:: Source data ::
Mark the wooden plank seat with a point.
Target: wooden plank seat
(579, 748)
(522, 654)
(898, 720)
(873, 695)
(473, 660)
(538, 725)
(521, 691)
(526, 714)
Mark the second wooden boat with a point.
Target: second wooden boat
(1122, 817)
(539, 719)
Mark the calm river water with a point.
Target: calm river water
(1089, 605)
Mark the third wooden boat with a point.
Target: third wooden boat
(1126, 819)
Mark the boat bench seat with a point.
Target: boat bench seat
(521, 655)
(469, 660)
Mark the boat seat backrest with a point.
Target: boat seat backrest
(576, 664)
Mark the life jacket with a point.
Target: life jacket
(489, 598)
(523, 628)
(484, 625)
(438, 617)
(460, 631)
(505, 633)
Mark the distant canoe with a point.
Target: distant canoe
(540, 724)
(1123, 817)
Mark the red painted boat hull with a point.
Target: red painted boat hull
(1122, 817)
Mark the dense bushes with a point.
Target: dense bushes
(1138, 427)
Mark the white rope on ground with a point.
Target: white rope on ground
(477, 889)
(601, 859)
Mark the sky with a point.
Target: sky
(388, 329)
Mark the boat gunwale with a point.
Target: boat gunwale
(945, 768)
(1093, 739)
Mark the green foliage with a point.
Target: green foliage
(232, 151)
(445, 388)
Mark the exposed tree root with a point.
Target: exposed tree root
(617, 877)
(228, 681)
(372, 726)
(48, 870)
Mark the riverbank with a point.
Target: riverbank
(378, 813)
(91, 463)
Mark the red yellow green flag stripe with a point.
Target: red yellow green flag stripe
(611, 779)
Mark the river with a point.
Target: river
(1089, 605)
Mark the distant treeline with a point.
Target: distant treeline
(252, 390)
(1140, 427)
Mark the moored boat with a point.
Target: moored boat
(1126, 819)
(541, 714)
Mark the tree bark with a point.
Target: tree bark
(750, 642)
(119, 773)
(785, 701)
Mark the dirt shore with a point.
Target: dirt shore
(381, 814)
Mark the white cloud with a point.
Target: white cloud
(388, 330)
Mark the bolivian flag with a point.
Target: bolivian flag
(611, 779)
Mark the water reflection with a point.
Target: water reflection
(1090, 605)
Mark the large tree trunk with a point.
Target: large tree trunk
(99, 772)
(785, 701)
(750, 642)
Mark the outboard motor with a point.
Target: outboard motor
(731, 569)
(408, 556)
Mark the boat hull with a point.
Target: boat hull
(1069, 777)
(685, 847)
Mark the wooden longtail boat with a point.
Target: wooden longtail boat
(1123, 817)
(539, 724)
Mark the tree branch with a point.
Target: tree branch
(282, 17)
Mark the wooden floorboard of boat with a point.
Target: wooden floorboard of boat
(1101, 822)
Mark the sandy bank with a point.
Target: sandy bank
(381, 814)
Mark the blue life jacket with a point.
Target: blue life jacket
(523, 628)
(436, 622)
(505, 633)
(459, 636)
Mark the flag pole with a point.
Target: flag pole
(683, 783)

:: Description of the task ::
Take the entries above and return all of them exactly.

:: Solution to the exercise ::
Mark the wooden plank seat with a point.
Target: wooden plank seat
(579, 748)
(522, 654)
(898, 720)
(873, 695)
(473, 660)
(538, 725)
(521, 691)
(526, 714)
Mark the second wooden boat with a point.
Target: second wooden boat
(1122, 817)
(539, 719)
Mark the calm river water with a point.
Target: calm river water
(1089, 605)
Mark the third wooden boat with a point.
Target: third wooden boat
(1126, 819)
Mark the boat bench seat with a point.
Target: boat bench seat
(521, 655)
(469, 660)
Mark the boat seat backrest with a point.
Target: boat seat backrest
(576, 664)
Mark the life jacket with a point.
Target: life jacket
(489, 598)
(523, 628)
(484, 625)
(438, 617)
(460, 631)
(505, 633)
Mark the distant canoe with a point.
Target: distant canoe
(540, 724)
(1123, 817)
Mark the red painted boat hull with a point.
Target: red painted boat hull
(1122, 817)
Mark the dense bushes with a point.
Target: dense bushes
(1138, 427)
Mark the white rope on ground with a point.
Target: white rope on ground
(477, 889)
(601, 859)
Mark the sky with a point.
Target: sky
(388, 329)
Mark the boat gunwale with a point.
Target: boat gunwale
(945, 768)
(1093, 739)
Mark the green foliage with a point.
Target: green foliage
(232, 151)
(445, 388)
Mark the exposed tree root with a point.
Target: exposed tree root
(617, 877)
(228, 681)
(372, 726)
(48, 870)
Mark the riverbank with a point.
Target: riverbank
(378, 813)
(91, 463)
Mark the red yellow green flag stripe with a point.
Target: red yellow green flag stripe
(611, 779)
Mark the river with a point.
Target: river
(1089, 605)
Mark the distant treeline with a point.
Target: distant treeline
(252, 390)
(1140, 427)
Mark the moored boat with a point.
Target: moored boat
(1126, 819)
(541, 714)
Mark the tree bark with a point.
Target: tree bark
(750, 642)
(119, 773)
(785, 701)
Mark the dirt shore with a point.
Target: dirt shore
(381, 814)
Mark the white cloud with a point.
Target: white cloud
(388, 330)
Mark the bolivian flag with a point.
Target: bolivian flag
(611, 779)
Mark the water reflection with a point.
Target: water reflection
(1090, 605)
Mark the large tree trunk with a point.
Target: large tree trunk
(99, 772)
(785, 701)
(750, 642)
Mark the outboard motor with a point.
Target: outboard motor
(731, 569)
(408, 556)
Mark the boat hull with a point.
Target: boat hull
(1069, 777)
(685, 847)
Mark the wooden longtail boat with a point.
Target: wooden longtail boat
(1123, 817)
(539, 724)
Mark the tree branch with a point.
Target: tree branch
(282, 17)
Mark the wooden floorboard of boat with a point.
Target: wooden floorboard of boat
(1101, 822)
Mark the sandy bank with a point.
Target: sandy bank
(381, 814)
Mark the blue life jacket with a point.
Target: blue life jacket
(523, 628)
(436, 622)
(505, 633)
(459, 636)
Mark the flag pole with a point.
Target: flag pole
(683, 783)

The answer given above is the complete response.